═══ Data for this exercise
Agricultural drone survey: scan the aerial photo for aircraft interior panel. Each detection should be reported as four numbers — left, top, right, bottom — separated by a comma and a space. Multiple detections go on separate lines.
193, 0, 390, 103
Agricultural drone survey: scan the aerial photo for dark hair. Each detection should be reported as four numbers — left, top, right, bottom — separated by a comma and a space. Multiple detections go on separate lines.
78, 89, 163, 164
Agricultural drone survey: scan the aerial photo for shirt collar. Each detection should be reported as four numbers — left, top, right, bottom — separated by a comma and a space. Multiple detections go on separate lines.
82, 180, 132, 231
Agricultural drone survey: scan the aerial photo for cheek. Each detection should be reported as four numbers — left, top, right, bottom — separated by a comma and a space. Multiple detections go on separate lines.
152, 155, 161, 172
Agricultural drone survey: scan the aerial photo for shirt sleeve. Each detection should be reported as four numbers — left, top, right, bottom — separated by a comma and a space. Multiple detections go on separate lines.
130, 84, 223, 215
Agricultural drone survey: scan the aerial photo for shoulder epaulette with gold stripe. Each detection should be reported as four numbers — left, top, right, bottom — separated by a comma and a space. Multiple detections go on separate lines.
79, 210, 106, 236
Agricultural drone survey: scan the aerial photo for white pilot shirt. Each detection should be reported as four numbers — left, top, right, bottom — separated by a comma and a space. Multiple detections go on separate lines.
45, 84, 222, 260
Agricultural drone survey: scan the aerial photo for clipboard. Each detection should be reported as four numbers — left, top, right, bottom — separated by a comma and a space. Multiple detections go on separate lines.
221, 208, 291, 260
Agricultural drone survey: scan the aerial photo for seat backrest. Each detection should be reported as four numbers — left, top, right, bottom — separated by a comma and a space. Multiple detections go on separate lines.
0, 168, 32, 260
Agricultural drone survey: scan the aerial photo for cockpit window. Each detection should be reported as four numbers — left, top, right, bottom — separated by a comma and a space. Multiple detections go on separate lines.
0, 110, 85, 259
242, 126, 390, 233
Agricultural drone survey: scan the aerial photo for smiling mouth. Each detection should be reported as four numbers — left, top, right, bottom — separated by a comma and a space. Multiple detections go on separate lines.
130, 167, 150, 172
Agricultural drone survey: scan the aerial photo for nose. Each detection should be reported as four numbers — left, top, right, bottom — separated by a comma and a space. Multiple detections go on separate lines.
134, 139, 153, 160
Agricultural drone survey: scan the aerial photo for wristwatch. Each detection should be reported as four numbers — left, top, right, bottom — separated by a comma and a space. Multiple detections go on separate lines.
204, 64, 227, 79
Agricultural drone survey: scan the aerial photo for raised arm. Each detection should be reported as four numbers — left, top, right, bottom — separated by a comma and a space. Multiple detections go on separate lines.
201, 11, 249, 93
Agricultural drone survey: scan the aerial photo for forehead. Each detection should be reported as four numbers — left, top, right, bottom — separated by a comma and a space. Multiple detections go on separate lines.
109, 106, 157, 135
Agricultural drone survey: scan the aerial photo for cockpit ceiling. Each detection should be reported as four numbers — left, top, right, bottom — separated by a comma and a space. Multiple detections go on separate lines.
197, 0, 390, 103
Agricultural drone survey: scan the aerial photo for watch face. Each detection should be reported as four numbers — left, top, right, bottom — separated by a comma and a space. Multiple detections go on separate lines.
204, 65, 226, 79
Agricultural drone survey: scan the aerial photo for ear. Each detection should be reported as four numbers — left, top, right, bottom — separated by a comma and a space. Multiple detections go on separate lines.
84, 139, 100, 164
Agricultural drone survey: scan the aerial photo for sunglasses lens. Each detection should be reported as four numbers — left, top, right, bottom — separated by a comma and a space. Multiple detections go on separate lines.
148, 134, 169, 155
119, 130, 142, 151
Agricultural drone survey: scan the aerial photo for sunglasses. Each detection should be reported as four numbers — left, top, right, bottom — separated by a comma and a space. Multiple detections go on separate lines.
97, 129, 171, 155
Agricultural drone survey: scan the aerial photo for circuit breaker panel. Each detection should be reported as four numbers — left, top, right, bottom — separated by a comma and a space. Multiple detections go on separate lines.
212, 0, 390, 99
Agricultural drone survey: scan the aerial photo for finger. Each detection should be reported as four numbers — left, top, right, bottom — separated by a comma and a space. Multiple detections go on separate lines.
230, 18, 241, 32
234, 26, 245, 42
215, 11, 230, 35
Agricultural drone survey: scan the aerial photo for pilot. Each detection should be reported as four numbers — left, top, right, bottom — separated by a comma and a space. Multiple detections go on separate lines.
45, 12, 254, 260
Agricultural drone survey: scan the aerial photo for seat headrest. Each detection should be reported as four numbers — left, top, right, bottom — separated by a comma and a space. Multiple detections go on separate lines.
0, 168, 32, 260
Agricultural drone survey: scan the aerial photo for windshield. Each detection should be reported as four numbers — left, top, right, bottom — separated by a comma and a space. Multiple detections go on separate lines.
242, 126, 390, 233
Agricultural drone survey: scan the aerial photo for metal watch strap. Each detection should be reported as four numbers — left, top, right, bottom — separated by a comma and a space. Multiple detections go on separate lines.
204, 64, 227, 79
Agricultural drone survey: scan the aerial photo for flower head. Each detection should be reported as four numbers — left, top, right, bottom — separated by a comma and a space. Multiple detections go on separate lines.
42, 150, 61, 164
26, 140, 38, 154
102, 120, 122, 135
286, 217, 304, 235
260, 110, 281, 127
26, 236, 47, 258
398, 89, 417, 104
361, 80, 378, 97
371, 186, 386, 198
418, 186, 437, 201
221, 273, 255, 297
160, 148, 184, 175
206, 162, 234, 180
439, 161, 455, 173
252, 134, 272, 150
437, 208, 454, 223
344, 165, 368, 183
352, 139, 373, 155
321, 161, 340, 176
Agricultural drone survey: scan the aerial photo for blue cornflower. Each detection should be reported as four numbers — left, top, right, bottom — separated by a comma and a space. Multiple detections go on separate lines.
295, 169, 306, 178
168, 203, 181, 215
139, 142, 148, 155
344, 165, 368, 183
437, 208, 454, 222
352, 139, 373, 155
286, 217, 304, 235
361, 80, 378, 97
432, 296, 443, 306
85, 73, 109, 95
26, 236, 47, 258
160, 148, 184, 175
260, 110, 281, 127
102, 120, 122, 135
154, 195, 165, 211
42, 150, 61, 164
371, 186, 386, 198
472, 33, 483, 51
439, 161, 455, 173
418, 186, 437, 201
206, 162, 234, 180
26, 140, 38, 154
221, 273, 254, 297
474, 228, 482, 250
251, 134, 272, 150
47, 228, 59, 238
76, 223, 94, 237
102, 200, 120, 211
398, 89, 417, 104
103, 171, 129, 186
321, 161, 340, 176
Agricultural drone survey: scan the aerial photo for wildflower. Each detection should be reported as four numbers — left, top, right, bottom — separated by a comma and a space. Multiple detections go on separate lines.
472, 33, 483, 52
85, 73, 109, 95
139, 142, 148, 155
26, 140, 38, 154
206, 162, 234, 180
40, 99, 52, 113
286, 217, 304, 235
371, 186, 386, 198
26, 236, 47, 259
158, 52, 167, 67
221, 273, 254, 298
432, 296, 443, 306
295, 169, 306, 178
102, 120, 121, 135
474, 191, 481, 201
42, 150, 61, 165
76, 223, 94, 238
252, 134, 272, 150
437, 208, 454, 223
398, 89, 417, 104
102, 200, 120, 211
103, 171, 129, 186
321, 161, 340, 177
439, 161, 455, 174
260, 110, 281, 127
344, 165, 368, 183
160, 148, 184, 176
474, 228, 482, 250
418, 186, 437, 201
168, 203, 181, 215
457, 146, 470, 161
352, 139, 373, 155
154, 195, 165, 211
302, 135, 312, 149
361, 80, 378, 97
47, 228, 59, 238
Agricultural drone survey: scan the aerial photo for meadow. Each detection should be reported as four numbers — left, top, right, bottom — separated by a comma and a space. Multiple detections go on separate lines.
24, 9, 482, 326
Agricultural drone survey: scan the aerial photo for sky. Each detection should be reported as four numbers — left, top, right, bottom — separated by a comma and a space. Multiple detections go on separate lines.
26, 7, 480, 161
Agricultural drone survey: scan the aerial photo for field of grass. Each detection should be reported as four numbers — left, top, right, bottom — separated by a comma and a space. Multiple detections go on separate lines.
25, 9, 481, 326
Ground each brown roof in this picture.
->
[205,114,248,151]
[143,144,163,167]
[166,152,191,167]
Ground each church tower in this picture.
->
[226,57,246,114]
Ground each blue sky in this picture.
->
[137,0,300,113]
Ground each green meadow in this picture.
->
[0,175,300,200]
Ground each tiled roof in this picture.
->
══════
## Short problem
Quote, word for word, each line of the records from the first one up to and including the line that contains "79, 210, 106, 236".

## Solution
Agricultural drone survey: scan the aerial photo for aircraft interior panel. Each detection should be reported as four numbers — left, top, right, bottom — separated by a comma and a space. Multiple detections go on separate lines.
193, 0, 390, 103
Agricultural drone survey: scan the aerial photo for dark hair. Each detection should be reported as four numbers — left, top, right, bottom — separated by a comma and a space. Multiple detections go on separate lines.
78, 89, 163, 164
Agricultural drone survey: scan the aerial photo for shirt collar. Each detection should be reported as four numbers — left, top, right, bottom — separated by a comma and a space. Multiple detections go on separate lines.
82, 180, 132, 231
Agricultural drone survey: scan the aerial photo for cheek. Each detection should be reported as four numbers — left, top, right, bottom — separated by a comma and a space. Multiple detections go on separate lines.
152, 155, 161, 172
Agricultural drone survey: scan the aerial photo for shirt sleeve. Each detection should be reported as four numbers — left, top, right, bottom — separated by a comma and a space. Multiple detections go on separate lines.
130, 84, 223, 215
Agricultural drone survey: scan the aerial photo for shoulder epaulette with gold stripe. Each detection should be reported as four numbers — left, top, right, bottom — separated by a comma and a space. Multiple detections go on separate lines.
79, 210, 106, 236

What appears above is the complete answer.